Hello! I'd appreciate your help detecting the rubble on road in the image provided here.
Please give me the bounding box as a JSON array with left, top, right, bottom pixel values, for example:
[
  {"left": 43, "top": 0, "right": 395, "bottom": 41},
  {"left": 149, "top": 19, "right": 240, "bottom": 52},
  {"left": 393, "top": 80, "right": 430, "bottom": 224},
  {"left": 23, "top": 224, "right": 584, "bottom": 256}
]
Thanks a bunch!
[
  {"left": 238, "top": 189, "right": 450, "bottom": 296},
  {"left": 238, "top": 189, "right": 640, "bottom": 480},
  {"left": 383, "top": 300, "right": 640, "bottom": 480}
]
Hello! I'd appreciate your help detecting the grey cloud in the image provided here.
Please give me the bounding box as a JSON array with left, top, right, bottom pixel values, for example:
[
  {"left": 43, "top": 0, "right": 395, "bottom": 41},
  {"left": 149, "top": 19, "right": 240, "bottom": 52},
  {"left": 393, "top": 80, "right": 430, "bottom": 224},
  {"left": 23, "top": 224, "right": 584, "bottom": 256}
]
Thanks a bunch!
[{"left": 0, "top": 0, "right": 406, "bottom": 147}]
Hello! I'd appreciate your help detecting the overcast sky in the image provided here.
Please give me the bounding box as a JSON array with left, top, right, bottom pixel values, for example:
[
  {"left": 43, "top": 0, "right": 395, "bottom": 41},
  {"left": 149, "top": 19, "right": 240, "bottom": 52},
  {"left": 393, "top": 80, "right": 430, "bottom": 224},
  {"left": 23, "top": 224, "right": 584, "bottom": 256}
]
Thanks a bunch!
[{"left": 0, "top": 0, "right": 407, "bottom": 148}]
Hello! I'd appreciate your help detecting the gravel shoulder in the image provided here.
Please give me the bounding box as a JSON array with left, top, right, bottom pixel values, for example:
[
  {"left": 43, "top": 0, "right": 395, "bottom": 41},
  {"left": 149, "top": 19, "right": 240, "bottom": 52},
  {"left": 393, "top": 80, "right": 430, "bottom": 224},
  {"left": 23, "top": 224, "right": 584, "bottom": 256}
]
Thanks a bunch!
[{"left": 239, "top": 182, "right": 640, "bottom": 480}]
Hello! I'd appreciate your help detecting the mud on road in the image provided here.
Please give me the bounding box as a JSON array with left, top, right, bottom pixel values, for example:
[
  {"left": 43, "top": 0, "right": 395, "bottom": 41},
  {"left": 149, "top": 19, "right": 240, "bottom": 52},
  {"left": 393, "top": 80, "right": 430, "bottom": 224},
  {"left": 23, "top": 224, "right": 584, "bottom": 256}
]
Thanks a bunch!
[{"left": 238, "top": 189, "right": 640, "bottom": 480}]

====

Do this - Could you turn every line of the entries above into a numbered list, one line per number, with any blank lines left out?

The completed task -
1. Hello! I'd appreciate your help detecting the rubble on road in the image provided here.
2. Please give me the bounding box as a JSON array with left, top, right, bottom pixel values, for example:
3. [
4.   {"left": 43, "top": 0, "right": 395, "bottom": 41},
5.   {"left": 149, "top": 19, "right": 240, "bottom": 52},
6.   {"left": 393, "top": 80, "right": 430, "bottom": 224},
7.   {"left": 23, "top": 224, "right": 584, "bottom": 256}
8. ]
9. Thanks a bunch!
10. [
11.   {"left": 238, "top": 189, "right": 450, "bottom": 296},
12.   {"left": 238, "top": 189, "right": 640, "bottom": 480},
13.   {"left": 383, "top": 300, "right": 640, "bottom": 480}
14. ]
15. Hello! I'd appreciate your help detecting the grey cloud in the image provided here.
16. Please give me the bounding box as a JSON array with left, top, right, bottom pixel values, for example:
17. [
18.   {"left": 43, "top": 0, "right": 395, "bottom": 41},
19.   {"left": 149, "top": 19, "right": 240, "bottom": 52},
20.   {"left": 393, "top": 80, "right": 430, "bottom": 224},
21.   {"left": 23, "top": 224, "right": 584, "bottom": 256}
22. ]
23. Thanks a bunch!
24. [{"left": 0, "top": 0, "right": 406, "bottom": 147}]
25. Hello! I'd appreciate your help detecting the overcast sky in the image provided here.
26. Please give me the bounding box as a JSON array with left, top, right, bottom pixel values, for example:
27. [
28.   {"left": 43, "top": 0, "right": 395, "bottom": 41},
29.   {"left": 149, "top": 19, "right": 240, "bottom": 52},
30.   {"left": 393, "top": 80, "right": 430, "bottom": 224},
31.   {"left": 23, "top": 224, "right": 584, "bottom": 256}
32. ]
33. Thanks a bunch!
34. [{"left": 0, "top": 0, "right": 407, "bottom": 148}]
35. Hello! I'd appreciate your help detecting the gravel shoulder in the image provided here.
36. Please give me the bounding box as a JSON array with left, top, right, bottom pixel values, for example:
37. [
38.   {"left": 43, "top": 0, "right": 395, "bottom": 41},
39.   {"left": 149, "top": 19, "right": 240, "bottom": 52},
40.   {"left": 393, "top": 80, "right": 430, "bottom": 224},
41.   {"left": 23, "top": 224, "right": 584, "bottom": 256}
42. ]
43. Thanks a bunch!
44. [{"left": 239, "top": 182, "right": 640, "bottom": 480}]
45. Hello! I'd appreciate your help detecting the mud on road in the image provided here.
46. Please give me the bounding box as a JSON array with left, top, right, bottom pixel values, for example:
47. [
48.   {"left": 43, "top": 0, "right": 395, "bottom": 41},
49.   {"left": 149, "top": 19, "right": 240, "bottom": 52},
50.   {"left": 393, "top": 80, "right": 430, "bottom": 224},
51.   {"left": 23, "top": 224, "right": 584, "bottom": 256}
52. ]
53. Thanks a bunch!
54. [{"left": 238, "top": 189, "right": 640, "bottom": 480}]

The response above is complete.